EXERCISE TASKS:
[1] In the extract on Adelaide Contemporary, who chairs the jury?
[2] Decide whether each statement agrees with the extract on Adelaide Contemporary, giving yes or no and the exact words of the extract that settle it: (a) Adelaide Contemporary will stand next to the Adelaide Botanic Garden. (b) The jury will select a winner at a meeting in March. (c) Peter Louca is Executive Director of the Art Gallery of South Australia.

── EXTRACT

Adelaide Contemporary, a new landmark on Adelaide’s celebrated North Terrace boulevard, next to the Adelaide Botanic Garden, will combine a contemporary art gallery with a public sculpture park. The initiative is key to regeneration agency Renewal SA’s vision to transform the site. It will be a focus for the city’s cultural energies and also include a community meeting place, integrating art, education, nature and people.

The high-profile shortlisted teams, who all include international and Australian collaborations and were announced last month, include: Adjaye Associates(London, UK) and BVN (Sydney, Australia); BIG – Bjarke Ingels Group(Copenhagen, Denmark) and JPE Design Studio (Adelaide, Australia); David Chipperfield Architects (London, UK) and SJB Architects (Sydney, Australia); Diller Scofidio + Renfro (New York, USA) and Woods Bagot (Adelaide, Australia); HASSELL (Melbourne, Australia) and SO-IL (New York, USA); and Khai Liew (Adelaide, Australia), Office of Ryue Nishizawa (Tokyo, Japan) and Durbach Block Jaggers (Sydney, Australia).

The Government of South Australia through Arts South Australia and the Art Gallery of South Australia also announced the jury that will interview the teams and select a winner at the jury meeting in May.

Peter Louca, Executive Director, Arts South Australia, said:

‘We are delighted to announce the full jury, a collegiate group of Australian and international thought-leaders in architecture, landscape, community engagement, curatorial knowledge and project delivery, chaired by Michael Lynch.

────
── DATASET RECORDS

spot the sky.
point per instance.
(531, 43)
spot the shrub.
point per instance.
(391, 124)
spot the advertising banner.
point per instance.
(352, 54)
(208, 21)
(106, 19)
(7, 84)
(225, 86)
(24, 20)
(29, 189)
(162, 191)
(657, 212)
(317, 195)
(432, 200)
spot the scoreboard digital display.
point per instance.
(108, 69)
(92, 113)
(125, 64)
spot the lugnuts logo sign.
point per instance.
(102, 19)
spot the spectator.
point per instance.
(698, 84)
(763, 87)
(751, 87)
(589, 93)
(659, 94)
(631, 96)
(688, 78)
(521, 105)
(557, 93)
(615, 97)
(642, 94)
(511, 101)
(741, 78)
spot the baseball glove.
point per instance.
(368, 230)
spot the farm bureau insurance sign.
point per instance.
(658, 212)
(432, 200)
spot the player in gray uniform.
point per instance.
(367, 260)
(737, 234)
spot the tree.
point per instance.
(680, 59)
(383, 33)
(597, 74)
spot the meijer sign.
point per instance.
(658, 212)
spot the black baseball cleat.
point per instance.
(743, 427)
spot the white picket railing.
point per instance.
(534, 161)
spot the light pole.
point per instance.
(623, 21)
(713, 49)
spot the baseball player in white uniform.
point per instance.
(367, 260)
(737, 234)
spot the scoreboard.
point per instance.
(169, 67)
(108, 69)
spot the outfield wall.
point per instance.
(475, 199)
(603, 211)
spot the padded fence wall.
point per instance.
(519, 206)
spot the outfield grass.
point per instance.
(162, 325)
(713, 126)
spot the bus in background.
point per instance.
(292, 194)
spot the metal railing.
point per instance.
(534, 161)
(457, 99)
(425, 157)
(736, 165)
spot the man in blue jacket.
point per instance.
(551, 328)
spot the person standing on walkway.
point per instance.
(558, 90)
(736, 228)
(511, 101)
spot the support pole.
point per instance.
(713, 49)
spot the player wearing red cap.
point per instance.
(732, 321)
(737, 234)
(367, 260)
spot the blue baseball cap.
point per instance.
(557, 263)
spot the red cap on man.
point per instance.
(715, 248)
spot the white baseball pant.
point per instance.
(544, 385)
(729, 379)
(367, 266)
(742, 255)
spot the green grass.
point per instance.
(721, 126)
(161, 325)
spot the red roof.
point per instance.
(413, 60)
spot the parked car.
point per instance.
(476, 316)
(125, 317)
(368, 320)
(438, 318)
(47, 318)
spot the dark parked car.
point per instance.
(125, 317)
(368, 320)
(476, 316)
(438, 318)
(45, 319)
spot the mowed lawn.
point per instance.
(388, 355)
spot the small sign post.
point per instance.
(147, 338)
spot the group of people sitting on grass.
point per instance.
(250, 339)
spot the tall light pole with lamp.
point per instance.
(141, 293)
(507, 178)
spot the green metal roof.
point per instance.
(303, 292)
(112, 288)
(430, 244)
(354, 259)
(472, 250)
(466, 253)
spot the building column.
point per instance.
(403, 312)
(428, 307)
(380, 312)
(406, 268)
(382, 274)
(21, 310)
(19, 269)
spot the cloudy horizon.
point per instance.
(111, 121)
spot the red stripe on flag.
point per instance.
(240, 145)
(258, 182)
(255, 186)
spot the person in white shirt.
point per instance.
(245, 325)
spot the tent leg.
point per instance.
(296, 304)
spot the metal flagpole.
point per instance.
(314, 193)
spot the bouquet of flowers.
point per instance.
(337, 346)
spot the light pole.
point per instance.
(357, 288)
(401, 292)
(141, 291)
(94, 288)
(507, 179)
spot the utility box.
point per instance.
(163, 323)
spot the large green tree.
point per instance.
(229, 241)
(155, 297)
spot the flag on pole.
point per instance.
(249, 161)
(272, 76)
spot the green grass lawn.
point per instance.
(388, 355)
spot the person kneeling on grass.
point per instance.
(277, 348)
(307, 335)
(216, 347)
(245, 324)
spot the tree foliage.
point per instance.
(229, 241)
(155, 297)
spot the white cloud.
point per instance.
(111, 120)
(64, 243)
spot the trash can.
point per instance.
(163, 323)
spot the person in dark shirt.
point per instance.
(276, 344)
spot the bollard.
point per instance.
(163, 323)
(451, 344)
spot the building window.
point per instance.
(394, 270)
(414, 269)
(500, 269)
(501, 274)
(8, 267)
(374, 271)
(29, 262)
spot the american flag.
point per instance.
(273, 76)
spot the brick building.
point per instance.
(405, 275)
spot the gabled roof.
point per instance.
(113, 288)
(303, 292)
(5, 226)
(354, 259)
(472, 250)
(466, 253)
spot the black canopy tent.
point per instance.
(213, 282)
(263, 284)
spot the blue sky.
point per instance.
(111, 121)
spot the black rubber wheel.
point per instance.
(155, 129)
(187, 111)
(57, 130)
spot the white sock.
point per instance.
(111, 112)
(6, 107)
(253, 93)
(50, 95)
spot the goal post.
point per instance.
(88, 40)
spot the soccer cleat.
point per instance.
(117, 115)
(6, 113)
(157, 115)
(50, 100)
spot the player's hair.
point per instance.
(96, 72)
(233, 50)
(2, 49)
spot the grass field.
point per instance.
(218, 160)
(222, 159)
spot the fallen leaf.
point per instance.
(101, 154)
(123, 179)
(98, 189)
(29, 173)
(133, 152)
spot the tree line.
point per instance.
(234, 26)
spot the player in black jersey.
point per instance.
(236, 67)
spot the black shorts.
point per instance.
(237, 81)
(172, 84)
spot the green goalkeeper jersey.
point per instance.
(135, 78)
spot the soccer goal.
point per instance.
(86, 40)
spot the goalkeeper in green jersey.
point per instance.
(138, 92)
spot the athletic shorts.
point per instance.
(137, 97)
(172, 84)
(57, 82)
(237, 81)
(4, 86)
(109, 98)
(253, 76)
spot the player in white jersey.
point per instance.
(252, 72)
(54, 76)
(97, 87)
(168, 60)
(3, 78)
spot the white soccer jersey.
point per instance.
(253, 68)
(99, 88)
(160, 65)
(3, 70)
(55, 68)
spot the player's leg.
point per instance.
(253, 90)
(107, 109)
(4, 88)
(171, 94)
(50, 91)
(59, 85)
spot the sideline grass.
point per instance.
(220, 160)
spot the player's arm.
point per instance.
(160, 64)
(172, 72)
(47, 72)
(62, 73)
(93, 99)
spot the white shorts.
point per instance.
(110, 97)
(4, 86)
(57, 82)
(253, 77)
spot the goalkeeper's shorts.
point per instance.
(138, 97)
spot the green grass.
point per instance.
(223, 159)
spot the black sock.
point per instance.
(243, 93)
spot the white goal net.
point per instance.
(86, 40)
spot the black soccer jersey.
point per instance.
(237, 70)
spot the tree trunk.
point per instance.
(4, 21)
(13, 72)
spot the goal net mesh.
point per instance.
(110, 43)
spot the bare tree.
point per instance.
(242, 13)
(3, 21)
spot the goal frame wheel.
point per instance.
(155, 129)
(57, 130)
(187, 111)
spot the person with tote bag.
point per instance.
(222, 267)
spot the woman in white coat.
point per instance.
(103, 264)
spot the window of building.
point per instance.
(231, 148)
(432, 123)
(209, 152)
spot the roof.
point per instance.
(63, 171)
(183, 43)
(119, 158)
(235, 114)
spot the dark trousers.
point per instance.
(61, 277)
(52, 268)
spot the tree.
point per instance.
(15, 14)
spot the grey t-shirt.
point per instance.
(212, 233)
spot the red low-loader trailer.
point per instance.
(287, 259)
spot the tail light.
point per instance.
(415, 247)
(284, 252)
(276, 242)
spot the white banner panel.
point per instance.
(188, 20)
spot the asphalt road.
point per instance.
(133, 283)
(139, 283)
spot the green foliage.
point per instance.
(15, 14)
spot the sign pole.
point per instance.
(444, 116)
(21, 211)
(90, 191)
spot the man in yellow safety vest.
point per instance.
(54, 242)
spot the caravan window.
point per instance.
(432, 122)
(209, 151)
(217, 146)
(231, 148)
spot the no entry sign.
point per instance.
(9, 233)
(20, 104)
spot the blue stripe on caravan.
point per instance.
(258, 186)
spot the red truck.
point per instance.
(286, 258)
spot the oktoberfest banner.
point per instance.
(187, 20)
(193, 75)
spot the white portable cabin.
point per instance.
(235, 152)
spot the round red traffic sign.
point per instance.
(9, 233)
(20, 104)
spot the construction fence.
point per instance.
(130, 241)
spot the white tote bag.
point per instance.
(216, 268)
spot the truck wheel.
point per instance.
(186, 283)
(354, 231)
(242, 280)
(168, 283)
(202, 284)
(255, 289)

────

ANSWER SET:
[1] Michael Lynch

[2]
(a) Yes: "next to the Adelaide Botanic Garden"
(b) No: "select a winner at the jury meeting in May"
(c) No: "Peter Louca, Executive Director, Arts South Australia"